** START EXERCISE MATERIALS **
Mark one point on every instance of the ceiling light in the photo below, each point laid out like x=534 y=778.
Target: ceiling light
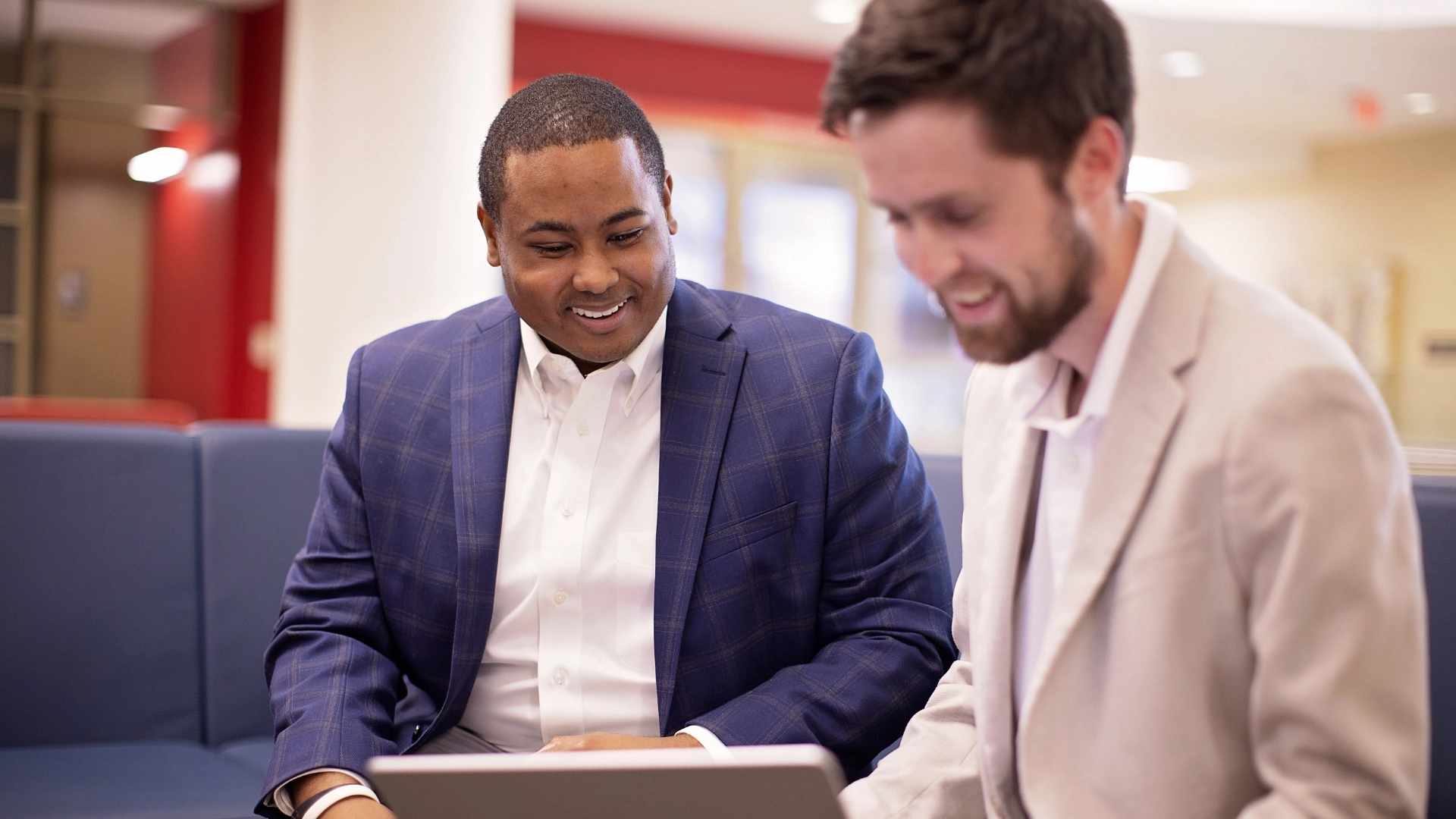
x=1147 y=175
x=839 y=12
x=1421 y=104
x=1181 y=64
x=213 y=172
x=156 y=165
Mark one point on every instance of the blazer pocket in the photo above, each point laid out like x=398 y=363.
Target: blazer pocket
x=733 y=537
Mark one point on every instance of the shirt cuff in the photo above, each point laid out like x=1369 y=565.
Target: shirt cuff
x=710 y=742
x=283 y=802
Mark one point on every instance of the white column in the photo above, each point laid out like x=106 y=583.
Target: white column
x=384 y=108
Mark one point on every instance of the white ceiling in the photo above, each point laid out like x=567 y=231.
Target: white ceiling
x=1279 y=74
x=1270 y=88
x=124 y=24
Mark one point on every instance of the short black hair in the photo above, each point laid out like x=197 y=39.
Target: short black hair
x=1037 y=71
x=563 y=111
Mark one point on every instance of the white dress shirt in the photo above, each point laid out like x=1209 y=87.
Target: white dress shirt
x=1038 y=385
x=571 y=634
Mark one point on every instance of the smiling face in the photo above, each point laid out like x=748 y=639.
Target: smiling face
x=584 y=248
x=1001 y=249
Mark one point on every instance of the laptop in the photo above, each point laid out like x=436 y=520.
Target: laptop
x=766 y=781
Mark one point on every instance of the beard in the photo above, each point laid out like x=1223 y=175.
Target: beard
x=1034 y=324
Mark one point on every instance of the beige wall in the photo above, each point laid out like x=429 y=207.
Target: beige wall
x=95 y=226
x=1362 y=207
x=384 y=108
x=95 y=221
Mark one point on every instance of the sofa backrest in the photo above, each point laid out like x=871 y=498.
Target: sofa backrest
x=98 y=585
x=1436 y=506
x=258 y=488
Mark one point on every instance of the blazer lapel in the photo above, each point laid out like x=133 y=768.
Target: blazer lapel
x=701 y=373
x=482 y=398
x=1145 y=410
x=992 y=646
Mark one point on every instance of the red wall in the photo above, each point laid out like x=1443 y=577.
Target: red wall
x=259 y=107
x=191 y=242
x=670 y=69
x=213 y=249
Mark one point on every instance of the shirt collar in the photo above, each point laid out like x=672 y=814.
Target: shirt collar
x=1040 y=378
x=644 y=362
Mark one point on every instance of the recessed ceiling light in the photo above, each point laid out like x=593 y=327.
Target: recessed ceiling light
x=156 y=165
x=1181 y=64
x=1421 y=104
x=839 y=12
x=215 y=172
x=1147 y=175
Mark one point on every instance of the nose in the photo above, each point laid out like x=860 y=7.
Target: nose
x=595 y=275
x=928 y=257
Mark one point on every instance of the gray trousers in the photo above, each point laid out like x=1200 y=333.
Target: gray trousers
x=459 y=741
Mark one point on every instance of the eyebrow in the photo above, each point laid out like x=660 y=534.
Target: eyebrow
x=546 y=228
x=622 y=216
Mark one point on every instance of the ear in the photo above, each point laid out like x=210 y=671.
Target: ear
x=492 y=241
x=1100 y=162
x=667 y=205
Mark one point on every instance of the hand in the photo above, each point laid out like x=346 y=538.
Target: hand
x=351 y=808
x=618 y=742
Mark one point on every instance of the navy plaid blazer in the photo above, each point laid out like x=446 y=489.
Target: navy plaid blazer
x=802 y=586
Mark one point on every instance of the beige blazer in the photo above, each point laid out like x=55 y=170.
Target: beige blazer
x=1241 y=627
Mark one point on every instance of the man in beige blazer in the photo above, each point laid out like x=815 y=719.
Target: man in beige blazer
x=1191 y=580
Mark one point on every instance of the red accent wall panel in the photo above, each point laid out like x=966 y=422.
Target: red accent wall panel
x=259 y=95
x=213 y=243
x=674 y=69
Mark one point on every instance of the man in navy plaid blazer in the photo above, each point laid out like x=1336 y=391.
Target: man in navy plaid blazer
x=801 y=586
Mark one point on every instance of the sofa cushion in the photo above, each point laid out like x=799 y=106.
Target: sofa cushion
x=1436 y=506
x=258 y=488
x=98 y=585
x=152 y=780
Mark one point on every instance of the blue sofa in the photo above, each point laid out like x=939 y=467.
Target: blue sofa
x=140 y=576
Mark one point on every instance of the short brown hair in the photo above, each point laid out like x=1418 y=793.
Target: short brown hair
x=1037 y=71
** END EXERCISE MATERIALS **
Reproduce all of the records above word for word, leaving out the pictures.

Mark one point on every instance of the ceiling light in the photo below, each point laid out like x=534 y=778.
Target: ceiling light
x=1147 y=175
x=839 y=12
x=1421 y=104
x=1181 y=64
x=213 y=172
x=156 y=165
Mark one point on every instance of the blazer pocket in the photo above, each point laid out like x=398 y=363.
Target: blazer pocket
x=733 y=537
Mark one point on every instance of the shirt cuff in the photo above, each point laid out like x=1369 y=565.
Target: shirt cuff
x=710 y=742
x=283 y=802
Mark one point on every instance of the white column in the photo above, each point laid out like x=106 y=583.
Target: white column
x=384 y=108
Mark one point on every instance of the white ceiling in the photo above, each point laid out like x=567 y=231.
Target: white ceiling
x=1279 y=74
x=1270 y=88
x=124 y=24
Mark one point on every instance of the short black hair in the photo above, each point laid out like x=197 y=39.
Target: short black hair
x=1037 y=71
x=563 y=111
Mark one point on every instance of the white dress shirt in the photo above, each point laid out like x=1209 y=87.
Target: white dress shirt
x=1038 y=385
x=571 y=634
Mark one point on every instance of the smiling face in the photo above, each point laid out like x=748 y=639.
Target: smiling face
x=584 y=248
x=1001 y=249
Mark one point on every instance of the laptop in the photo above, each point laid out like x=436 y=520.
Target: laptop
x=766 y=781
Mark one point on every instance of the beard in the photo above, each point laid out like x=1223 y=175.
Target: beard
x=1034 y=324
Mark one point on every instance of the beige wall in the photo above, each point laid out like x=429 y=207.
Target: beige wall
x=95 y=226
x=1362 y=207
x=384 y=108
x=95 y=221
Mark one point on every instance of the sofa backrest in the photo above, each point laid out like x=871 y=498.
Target: sofa backrest
x=98 y=585
x=1436 y=506
x=258 y=488
Mark one point on every instance of the blazer lapel in the photo above, each point laid out like x=133 y=768.
Target: blazer lapel
x=701 y=373
x=482 y=398
x=1145 y=410
x=992 y=646
Mark one point on every instance of the red wall in the photo above, each point laid out like x=1443 y=577.
Target: red wall
x=259 y=107
x=191 y=242
x=670 y=69
x=213 y=249
Mark one point on every instance of the shirt collar in the photo above, each point laid out like x=672 y=814.
Target: shirt collar
x=1040 y=378
x=644 y=362
Mark one point on every instance of the recessed ceiling light in the photo above, each point laid out like x=593 y=327.
Target: recessed ceiling light
x=156 y=165
x=1181 y=64
x=1421 y=104
x=839 y=12
x=215 y=172
x=1147 y=175
Mark one point on every instance of the nose in the photo above, each point laid out like x=860 y=7.
Target: nose
x=595 y=275
x=928 y=257
Mark one point on every instance of the gray trousers in the photo above, each point laid out like x=1200 y=333.
Target: gray trousers
x=459 y=741
Mark one point on every instance of the eyebrow in the photo above, each point laid out like x=660 y=534.
Target: eyebrow
x=546 y=228
x=622 y=216
Mark one point on every instance of the ear in the photo above, each point laid out like x=210 y=671.
Target: ear
x=492 y=241
x=1100 y=162
x=667 y=205
Mark one point on every instance of the hand in the photo above, each point laid out like x=346 y=538.
Target: hand
x=351 y=808
x=618 y=742
Mark one point on every instance of the navy plaid blazer in the photo above, each point laid out like x=446 y=489.
Target: navy plaid blazer
x=802 y=586
Mark one point on every instance of the beige blazer in the photo above, each point laid out like x=55 y=170.
Target: beige blazer
x=1241 y=627
Mark one point on every instance of the man in beige blazer in the photo above, each point laid out like x=815 y=719.
Target: man in beige blazer
x=1191 y=580
Mark one point on every instance of the red accent wall panel in the photo above, each point laid out like x=966 y=422.
Target: red accent wall panel
x=259 y=95
x=213 y=243
x=674 y=69
Mark one point on every instance of the man in navy plaid blazer in the photo above, each point laid out like x=1336 y=391.
Target: man in navy plaid blazer
x=801 y=586
Mark one point on every instance of the sofa cushion in the photo above, each point laid out like x=799 y=106.
Target: sofa cushion
x=1436 y=506
x=258 y=488
x=98 y=585
x=152 y=780
Mark one point on every instance of the blue sofa in the photo above, each point laid out like x=939 y=467.
Target: blue sofa
x=140 y=576
Mark one point on every instance of the short brown hair in the photo above, each point laid out like x=1418 y=793.
Target: short brown hair
x=1037 y=71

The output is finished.